Pick out every line in the items below that contains the word "mixing", and copy each of those lines.

== Extracted information ==

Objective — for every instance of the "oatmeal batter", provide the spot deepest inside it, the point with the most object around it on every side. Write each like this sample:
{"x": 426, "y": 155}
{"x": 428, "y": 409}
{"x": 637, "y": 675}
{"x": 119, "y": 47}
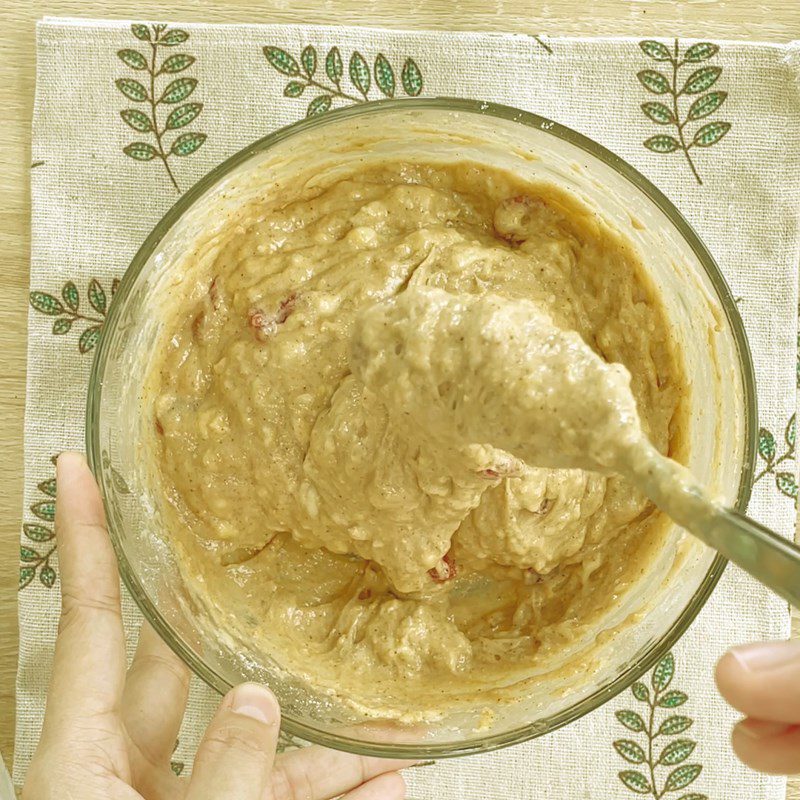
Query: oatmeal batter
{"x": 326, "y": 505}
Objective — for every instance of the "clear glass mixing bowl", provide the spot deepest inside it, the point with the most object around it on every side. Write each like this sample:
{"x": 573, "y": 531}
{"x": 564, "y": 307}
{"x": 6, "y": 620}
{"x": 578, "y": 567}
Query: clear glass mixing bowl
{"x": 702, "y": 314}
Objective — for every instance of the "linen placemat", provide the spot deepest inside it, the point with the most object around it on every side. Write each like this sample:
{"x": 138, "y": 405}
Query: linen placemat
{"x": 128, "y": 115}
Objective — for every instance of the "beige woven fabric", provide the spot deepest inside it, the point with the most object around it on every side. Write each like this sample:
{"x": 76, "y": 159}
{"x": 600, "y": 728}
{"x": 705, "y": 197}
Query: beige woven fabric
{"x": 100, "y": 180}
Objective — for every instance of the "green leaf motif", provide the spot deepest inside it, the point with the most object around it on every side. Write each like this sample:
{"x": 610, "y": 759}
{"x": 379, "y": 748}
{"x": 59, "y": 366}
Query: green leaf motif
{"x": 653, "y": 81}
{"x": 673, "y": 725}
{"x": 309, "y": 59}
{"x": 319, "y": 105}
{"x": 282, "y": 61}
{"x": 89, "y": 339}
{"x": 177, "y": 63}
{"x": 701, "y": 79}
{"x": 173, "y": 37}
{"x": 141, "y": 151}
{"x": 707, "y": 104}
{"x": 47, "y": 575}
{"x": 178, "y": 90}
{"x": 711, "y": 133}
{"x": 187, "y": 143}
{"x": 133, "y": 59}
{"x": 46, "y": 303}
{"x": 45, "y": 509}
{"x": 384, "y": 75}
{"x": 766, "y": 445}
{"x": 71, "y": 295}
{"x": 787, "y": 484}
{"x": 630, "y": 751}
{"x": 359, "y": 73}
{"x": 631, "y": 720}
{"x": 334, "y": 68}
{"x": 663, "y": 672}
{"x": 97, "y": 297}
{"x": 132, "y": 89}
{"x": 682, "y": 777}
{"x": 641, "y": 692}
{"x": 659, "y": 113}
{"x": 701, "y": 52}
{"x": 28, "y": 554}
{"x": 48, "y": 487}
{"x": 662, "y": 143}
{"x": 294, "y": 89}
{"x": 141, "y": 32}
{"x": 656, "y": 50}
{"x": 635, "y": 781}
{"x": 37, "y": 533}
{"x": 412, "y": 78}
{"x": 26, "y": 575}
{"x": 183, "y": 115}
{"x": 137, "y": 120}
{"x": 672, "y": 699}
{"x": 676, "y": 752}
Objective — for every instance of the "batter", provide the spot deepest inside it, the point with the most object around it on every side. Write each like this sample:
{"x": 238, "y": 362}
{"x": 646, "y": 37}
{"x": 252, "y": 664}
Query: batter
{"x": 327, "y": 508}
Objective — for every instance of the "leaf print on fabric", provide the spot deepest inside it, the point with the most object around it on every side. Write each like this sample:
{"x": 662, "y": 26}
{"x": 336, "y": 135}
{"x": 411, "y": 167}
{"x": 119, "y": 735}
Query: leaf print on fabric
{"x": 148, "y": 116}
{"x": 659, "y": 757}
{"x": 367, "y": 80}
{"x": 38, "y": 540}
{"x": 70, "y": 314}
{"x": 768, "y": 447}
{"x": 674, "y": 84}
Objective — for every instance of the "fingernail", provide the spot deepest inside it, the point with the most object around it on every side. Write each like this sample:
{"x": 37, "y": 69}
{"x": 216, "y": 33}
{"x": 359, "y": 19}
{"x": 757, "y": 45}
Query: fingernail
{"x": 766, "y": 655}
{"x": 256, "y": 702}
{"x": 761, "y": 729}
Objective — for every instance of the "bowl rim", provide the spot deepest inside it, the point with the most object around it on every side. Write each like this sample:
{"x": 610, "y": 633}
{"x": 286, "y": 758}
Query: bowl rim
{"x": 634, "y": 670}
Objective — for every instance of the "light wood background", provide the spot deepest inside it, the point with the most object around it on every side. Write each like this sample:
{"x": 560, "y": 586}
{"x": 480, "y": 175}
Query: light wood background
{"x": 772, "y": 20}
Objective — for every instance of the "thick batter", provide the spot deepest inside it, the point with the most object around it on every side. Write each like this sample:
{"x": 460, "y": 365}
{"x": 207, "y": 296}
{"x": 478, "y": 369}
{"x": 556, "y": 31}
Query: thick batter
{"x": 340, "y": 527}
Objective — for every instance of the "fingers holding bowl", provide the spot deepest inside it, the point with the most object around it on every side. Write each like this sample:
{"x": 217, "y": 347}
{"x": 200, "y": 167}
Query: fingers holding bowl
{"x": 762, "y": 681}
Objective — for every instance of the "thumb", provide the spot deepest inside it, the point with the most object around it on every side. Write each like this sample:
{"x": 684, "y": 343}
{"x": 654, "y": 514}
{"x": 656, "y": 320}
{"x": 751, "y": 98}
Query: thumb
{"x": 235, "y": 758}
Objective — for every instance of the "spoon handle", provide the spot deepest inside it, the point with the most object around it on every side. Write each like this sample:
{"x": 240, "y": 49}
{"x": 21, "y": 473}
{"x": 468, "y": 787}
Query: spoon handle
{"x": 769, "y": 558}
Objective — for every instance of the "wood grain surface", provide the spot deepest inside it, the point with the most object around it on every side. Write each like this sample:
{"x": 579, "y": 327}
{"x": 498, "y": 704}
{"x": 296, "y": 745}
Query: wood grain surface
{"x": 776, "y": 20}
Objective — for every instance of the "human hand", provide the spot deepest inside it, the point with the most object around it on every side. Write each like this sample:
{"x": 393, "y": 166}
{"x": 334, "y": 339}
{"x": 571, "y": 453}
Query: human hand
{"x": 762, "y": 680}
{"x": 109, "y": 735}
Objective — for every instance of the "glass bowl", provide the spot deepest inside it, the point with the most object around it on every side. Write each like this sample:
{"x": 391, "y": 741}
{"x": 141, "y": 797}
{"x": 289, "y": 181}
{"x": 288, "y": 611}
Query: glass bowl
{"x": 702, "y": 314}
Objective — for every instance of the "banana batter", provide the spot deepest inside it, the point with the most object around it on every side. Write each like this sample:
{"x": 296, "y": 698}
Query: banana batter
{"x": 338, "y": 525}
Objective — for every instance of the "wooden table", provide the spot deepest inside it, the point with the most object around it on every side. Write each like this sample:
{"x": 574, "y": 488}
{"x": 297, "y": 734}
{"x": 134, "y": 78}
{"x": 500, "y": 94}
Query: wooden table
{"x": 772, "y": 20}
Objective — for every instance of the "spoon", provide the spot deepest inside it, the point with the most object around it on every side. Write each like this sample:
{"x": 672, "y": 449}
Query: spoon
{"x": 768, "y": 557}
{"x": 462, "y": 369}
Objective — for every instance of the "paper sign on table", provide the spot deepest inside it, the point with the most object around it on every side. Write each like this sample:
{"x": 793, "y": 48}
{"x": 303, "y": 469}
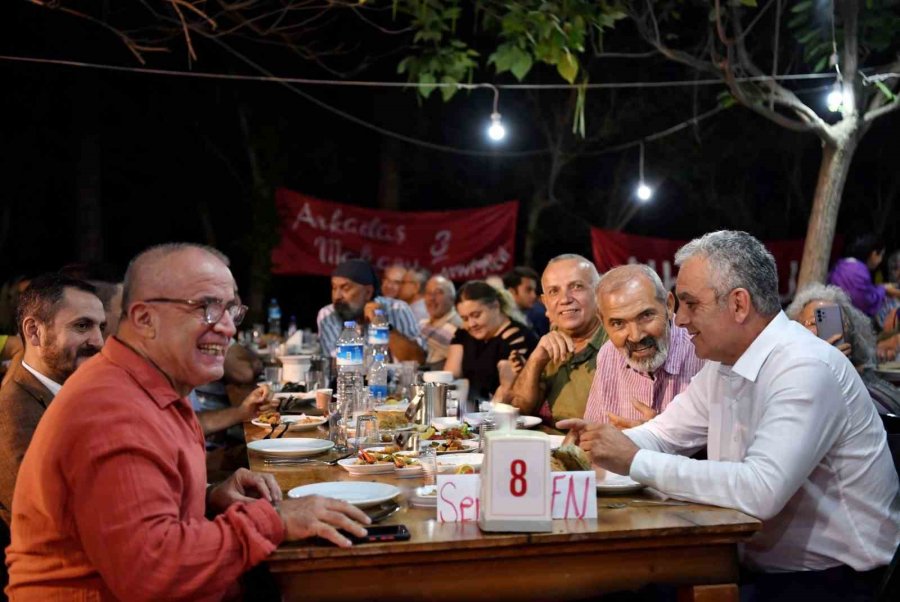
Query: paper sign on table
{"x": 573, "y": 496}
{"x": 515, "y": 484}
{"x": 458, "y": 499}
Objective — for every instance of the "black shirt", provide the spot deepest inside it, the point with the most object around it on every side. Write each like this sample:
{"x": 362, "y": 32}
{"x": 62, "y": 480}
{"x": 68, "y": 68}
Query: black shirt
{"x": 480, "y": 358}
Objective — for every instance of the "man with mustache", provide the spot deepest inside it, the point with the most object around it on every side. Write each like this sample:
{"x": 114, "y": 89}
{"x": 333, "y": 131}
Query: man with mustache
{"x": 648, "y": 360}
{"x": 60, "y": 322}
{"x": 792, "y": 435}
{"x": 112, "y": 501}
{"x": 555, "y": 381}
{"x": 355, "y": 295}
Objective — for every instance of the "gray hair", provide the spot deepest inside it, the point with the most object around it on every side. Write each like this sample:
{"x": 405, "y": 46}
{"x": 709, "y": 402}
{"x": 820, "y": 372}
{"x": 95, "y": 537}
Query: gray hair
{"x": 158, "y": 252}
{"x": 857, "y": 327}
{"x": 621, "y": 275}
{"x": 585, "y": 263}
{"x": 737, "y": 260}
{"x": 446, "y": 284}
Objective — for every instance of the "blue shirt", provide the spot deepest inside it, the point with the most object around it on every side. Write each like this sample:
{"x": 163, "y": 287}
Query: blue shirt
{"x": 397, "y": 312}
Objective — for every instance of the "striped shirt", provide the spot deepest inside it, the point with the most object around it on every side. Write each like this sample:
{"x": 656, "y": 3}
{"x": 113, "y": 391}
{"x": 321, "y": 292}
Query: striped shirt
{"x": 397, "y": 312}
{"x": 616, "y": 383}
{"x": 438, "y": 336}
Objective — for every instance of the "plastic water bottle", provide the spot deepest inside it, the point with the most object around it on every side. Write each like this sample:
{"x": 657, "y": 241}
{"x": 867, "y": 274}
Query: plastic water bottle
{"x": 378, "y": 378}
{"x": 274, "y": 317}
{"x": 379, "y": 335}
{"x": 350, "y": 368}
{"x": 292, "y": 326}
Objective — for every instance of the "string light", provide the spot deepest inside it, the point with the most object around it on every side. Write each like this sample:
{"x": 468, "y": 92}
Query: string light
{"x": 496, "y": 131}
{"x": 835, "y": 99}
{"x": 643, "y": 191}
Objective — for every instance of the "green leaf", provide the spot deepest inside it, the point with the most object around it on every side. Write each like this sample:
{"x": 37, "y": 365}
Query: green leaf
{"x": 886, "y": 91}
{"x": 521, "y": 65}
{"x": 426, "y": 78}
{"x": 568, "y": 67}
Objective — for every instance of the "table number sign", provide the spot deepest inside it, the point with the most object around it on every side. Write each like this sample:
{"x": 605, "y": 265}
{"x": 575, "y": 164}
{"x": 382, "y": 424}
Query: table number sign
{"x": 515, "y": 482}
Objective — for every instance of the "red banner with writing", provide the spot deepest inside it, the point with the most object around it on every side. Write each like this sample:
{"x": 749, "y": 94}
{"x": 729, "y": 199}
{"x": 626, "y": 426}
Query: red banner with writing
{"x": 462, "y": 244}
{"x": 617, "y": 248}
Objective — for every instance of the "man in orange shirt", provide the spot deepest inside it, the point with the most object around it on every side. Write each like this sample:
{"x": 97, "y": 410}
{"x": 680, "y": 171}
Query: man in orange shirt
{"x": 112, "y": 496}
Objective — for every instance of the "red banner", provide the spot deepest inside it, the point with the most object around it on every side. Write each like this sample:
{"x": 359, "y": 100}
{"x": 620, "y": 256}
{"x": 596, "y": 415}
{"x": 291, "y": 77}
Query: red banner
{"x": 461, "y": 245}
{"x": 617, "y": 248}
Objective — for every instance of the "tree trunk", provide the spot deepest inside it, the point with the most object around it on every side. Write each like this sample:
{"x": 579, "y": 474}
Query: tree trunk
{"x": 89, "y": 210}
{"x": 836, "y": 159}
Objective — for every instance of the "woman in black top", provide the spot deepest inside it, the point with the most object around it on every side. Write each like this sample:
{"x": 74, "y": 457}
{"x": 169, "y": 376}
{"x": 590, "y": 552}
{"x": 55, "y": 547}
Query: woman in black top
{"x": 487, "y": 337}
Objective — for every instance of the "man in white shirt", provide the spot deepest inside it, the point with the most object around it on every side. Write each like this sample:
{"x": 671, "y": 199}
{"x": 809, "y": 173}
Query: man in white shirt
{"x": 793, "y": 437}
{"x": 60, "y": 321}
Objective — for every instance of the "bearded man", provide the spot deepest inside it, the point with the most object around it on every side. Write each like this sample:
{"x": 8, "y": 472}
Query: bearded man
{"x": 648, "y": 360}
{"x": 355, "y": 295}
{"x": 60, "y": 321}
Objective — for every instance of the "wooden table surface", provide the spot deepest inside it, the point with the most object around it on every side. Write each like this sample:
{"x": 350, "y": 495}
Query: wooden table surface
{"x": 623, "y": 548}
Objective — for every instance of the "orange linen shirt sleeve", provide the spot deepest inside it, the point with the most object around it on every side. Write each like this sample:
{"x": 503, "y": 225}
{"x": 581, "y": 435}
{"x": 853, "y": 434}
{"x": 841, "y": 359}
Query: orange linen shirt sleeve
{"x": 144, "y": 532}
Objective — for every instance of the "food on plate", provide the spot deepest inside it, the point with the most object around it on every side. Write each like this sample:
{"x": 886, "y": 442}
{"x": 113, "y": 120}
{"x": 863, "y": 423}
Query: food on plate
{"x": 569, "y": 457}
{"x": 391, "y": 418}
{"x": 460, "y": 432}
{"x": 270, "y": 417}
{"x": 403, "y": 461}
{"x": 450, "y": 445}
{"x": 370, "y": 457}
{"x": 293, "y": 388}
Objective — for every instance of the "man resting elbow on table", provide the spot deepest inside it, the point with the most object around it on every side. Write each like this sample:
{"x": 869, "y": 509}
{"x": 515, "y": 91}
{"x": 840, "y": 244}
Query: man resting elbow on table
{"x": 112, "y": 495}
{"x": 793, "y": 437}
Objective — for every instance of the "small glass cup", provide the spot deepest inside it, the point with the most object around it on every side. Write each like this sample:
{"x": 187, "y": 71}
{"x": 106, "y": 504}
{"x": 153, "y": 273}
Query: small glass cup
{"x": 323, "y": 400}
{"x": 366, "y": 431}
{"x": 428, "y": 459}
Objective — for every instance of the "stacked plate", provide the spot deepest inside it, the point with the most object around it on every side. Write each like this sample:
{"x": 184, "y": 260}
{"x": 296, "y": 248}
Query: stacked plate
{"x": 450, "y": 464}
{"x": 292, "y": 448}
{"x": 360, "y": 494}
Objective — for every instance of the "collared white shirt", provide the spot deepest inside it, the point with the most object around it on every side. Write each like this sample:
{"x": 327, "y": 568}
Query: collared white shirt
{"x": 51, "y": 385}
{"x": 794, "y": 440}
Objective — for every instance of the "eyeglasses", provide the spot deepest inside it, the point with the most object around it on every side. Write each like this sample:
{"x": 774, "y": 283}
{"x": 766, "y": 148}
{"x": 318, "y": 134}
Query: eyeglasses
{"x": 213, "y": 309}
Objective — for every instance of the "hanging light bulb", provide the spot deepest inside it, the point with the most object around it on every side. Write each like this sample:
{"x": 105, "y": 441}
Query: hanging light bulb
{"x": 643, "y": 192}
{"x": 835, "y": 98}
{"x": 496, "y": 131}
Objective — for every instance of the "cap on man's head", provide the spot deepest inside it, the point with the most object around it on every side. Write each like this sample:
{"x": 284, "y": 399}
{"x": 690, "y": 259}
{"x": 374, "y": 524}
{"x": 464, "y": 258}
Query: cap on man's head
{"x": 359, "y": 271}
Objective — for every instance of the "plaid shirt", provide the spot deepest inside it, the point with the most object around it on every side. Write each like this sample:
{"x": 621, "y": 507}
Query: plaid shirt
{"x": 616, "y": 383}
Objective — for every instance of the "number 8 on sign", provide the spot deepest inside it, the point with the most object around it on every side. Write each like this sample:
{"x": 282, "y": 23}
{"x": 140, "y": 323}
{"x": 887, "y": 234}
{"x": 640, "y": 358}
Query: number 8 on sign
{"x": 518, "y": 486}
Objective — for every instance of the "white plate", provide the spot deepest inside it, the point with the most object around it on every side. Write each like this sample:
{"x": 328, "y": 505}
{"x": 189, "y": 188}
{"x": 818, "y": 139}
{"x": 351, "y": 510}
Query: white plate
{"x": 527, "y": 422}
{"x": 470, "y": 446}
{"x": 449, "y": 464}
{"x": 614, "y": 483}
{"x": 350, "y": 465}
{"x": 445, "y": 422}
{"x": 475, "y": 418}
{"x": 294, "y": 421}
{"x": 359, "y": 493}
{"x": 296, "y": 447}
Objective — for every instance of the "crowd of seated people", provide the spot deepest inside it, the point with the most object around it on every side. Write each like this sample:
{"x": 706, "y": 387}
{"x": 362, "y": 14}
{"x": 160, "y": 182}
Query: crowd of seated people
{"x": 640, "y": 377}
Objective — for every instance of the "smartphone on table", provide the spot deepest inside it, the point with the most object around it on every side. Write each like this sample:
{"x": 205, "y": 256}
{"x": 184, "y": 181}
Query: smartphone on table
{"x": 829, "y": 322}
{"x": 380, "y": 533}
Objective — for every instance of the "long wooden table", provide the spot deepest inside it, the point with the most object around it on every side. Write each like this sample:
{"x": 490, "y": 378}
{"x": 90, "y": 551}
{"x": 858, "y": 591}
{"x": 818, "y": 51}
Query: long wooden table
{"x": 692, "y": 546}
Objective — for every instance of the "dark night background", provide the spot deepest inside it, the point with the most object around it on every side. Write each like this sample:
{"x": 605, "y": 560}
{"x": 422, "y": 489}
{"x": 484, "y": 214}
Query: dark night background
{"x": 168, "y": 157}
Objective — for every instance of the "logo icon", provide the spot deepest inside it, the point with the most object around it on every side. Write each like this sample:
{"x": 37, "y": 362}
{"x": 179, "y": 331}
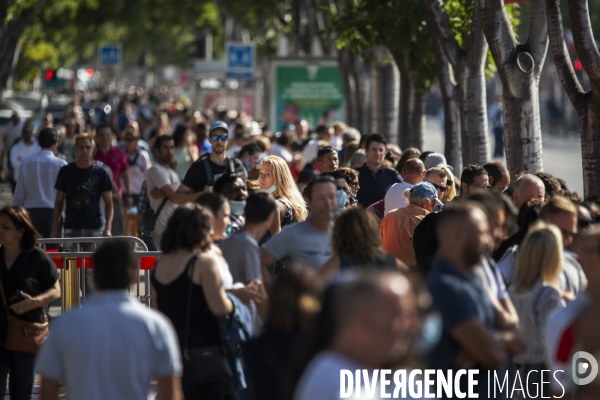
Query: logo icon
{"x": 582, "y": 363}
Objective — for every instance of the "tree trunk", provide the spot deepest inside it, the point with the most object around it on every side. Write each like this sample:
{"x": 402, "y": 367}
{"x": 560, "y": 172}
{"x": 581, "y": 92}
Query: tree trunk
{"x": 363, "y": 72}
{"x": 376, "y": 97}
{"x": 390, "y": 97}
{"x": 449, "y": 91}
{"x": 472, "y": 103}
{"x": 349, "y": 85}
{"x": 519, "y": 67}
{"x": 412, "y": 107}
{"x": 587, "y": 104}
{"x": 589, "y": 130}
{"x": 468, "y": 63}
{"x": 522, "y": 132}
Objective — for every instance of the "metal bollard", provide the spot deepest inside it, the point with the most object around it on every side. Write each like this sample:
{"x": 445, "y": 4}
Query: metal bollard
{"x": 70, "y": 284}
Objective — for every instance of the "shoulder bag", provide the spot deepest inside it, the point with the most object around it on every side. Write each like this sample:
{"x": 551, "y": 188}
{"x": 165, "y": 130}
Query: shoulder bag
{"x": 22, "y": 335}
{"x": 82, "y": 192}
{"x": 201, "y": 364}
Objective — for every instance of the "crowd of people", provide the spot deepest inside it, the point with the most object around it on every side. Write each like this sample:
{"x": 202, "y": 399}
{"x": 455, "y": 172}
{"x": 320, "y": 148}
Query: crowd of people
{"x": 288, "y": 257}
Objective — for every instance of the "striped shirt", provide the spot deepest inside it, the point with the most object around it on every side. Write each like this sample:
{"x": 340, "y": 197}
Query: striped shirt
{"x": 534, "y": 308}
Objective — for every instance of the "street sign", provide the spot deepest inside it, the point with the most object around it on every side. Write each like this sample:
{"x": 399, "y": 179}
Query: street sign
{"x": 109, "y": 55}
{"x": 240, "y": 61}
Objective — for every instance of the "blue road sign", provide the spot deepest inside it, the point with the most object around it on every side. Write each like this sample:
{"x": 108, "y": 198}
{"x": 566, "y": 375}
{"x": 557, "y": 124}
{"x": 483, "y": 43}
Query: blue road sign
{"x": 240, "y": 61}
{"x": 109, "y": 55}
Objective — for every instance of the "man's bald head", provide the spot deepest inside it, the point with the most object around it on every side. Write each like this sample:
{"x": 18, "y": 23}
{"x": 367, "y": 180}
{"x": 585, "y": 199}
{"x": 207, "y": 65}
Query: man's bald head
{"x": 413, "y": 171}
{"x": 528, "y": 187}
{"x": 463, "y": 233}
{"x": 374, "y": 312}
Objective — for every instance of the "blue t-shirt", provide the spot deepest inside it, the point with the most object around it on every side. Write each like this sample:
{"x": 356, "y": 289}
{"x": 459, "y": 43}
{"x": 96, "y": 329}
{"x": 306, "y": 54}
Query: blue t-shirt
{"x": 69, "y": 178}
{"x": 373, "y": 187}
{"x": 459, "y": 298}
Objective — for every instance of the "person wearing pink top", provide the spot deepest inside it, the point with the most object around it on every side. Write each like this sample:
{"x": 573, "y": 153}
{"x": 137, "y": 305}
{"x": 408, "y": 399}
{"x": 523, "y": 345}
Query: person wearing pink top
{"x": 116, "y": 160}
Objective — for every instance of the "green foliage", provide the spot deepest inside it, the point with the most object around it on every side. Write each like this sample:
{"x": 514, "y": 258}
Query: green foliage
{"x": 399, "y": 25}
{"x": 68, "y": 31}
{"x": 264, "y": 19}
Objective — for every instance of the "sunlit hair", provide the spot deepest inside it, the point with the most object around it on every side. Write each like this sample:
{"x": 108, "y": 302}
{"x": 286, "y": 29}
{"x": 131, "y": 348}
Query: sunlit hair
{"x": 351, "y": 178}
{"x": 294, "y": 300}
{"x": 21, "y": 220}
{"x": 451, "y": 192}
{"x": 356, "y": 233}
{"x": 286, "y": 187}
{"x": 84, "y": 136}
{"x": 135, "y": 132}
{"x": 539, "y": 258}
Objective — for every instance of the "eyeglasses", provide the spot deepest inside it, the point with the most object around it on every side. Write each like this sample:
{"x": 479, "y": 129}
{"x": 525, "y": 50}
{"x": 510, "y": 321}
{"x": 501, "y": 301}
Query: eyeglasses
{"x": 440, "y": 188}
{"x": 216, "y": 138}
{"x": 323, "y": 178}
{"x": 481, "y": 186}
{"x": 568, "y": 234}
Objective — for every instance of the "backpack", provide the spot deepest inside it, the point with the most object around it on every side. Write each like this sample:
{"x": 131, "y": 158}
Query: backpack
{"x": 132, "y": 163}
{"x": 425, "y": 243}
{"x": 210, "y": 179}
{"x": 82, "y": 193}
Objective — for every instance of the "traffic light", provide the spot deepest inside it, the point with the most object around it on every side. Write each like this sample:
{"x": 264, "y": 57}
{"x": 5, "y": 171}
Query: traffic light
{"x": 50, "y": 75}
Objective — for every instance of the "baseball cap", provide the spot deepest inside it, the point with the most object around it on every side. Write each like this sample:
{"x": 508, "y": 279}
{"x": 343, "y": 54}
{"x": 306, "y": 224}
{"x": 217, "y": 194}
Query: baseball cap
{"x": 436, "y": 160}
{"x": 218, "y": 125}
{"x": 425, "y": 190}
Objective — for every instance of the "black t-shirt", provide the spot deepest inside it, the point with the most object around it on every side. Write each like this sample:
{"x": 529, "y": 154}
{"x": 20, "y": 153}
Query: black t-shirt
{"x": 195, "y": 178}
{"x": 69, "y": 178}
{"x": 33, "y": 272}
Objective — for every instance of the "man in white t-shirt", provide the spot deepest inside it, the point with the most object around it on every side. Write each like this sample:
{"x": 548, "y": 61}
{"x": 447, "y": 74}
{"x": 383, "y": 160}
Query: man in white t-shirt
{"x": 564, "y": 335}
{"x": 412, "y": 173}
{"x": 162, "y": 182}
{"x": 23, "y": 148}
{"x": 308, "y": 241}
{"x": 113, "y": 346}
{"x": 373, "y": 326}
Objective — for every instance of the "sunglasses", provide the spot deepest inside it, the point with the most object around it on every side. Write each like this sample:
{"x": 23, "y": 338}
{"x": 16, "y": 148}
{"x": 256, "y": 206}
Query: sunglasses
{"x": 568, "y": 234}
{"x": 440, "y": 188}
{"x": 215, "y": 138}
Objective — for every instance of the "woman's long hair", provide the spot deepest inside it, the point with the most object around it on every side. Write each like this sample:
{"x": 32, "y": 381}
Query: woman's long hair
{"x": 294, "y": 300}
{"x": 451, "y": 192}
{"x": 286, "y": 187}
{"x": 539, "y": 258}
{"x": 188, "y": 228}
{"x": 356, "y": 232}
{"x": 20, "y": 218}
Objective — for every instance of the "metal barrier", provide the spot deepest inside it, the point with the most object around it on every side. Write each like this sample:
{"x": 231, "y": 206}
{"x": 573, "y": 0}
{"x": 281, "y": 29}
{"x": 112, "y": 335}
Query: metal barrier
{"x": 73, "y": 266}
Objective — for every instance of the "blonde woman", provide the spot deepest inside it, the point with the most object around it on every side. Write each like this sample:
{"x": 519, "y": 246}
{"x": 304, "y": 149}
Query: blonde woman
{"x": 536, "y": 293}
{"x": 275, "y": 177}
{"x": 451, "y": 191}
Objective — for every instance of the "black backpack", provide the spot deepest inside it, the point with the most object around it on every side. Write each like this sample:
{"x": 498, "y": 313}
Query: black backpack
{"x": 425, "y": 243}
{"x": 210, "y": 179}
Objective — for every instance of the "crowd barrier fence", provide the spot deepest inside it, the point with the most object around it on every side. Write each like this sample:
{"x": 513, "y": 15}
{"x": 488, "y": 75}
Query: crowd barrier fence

===

In response:
Objective — for every instance of the "clear glass mixing bowl", provide the spot deepest inside it, the point with the most object around it on every side. Write each like this sample:
Query: clear glass mixing bowl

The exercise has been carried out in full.